* **SOURCE TEXT**

::::::::

L.A. Beyond Your Wildest Nightmare

James Ellroy chronicled a sleazy post-war Los Angeles in four bestsellers. Is he Hollywood's next king of noir?

September 07, 1997|John Milward | John Milward is a writer living in Woodstock, N.Y

NEW YORK — James Ellroy, who enjoys being known as the Demon Dog of crime fiction, wears his Cameron kilt for only the most significant black-tie occasions. So far, there have been two: his 1991 marriage to Helen Knode and the world premiere in May of "L.A. Confidential" at this year's Cannes Film Festival. Reviews of the movie were sensational; opinions of how Ellroy carries a kilt were mixed.

"Let's just say that he's brave," suggested Curtis Hanson, director of "L.A. Confidential," "and that his legs are strong and hairy."

"He looked like an idiot," offered the less politic Brian Helgeland, who collaborated with Hanson on the "L.A. Confidential" script, "but I think the real reason he wore the kilt was so that when people would ask, 'Where's Ellroy?' he'd be easy to point out."

::::::::

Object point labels
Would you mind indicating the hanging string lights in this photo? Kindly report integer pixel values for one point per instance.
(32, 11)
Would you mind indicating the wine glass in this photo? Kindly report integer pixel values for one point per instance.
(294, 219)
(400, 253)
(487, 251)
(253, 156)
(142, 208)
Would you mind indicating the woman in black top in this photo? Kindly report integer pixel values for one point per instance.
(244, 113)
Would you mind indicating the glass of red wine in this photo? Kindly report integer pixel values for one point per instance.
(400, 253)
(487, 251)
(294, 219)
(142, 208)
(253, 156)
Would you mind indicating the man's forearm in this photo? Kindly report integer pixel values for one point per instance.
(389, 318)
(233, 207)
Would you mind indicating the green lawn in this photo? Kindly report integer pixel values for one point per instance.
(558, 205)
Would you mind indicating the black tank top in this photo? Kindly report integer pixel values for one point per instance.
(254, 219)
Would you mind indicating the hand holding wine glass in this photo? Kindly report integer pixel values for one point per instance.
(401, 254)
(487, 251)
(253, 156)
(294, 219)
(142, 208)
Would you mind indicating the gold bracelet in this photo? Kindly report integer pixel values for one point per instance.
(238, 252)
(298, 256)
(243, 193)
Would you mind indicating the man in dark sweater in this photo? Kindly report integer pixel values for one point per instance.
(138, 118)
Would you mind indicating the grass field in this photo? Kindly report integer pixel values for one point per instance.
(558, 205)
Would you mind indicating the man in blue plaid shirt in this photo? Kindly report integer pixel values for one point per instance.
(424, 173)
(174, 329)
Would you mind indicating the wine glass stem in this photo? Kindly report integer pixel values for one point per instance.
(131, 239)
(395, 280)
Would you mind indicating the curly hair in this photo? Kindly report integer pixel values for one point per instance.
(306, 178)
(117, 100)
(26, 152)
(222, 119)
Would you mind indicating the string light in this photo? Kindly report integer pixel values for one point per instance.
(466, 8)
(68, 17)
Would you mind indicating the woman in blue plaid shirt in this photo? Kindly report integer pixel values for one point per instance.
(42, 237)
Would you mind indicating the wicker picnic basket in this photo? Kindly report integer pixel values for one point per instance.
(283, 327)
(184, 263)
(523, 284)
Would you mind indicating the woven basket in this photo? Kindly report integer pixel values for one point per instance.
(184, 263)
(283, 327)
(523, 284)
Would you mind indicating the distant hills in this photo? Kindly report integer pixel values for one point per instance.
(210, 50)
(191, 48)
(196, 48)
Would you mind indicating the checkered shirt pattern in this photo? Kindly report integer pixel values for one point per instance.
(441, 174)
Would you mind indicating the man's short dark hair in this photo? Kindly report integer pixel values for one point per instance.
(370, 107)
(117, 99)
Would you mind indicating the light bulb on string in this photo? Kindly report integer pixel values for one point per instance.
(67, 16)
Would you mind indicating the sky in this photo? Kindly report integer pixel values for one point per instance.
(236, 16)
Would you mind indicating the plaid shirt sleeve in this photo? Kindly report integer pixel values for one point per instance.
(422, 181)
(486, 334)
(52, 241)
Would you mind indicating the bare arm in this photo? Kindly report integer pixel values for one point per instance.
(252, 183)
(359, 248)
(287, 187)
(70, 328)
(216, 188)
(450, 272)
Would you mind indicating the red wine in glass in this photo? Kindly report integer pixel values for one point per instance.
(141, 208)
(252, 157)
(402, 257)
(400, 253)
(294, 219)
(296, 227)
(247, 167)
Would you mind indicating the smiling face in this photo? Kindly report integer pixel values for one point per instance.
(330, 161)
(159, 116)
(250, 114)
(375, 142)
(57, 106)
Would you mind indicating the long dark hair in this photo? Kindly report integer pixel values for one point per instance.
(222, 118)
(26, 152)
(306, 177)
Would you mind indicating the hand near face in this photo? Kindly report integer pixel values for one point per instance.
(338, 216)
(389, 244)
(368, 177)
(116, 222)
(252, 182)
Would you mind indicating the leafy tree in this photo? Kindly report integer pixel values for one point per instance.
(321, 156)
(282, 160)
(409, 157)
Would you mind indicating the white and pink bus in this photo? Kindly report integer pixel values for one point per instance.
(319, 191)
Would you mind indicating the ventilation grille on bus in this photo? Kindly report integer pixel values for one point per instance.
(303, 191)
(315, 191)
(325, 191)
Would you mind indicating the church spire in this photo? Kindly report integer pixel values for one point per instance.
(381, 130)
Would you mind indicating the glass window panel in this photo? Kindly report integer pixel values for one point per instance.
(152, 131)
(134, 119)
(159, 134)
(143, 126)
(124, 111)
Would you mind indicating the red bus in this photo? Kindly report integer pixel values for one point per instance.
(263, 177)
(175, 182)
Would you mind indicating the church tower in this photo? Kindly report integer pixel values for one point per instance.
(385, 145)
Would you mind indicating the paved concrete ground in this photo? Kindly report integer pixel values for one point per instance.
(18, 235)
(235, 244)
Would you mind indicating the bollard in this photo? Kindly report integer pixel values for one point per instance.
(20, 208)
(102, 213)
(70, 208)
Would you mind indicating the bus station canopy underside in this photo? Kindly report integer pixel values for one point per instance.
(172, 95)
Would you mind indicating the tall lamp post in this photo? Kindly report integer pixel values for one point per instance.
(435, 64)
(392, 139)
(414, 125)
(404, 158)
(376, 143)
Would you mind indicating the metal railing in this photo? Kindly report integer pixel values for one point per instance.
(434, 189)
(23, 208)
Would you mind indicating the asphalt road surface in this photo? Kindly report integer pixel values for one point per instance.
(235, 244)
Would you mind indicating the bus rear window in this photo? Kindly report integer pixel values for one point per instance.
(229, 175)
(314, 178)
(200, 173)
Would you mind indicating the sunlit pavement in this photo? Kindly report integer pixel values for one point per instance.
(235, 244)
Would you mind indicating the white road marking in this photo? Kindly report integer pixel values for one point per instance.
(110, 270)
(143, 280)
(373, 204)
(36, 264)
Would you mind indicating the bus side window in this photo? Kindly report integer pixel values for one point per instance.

::::::::

* **WHAT YOU ARE ASKED TO DO**
Echo the stretch of the article on James Ellroy from "NEW YORK — James" through "kilt were mixed.", word for word. These rows were taken from a separate source.

* **EXERCISE SOLUTION**
NEW YORK — James Ellroy, who enjoys being known as the Demon Dog of crime fiction, wears his Cameron kilt for only the most significant black-tie occasions. So far, there have been two: his 1991 marriage to Helen Knode and the world premiere in May of "L.A. Confidential" at this year's Cannes Film Festival. Reviews of the movie were sensational; opinions of how Ellroy carries a kilt were mixed.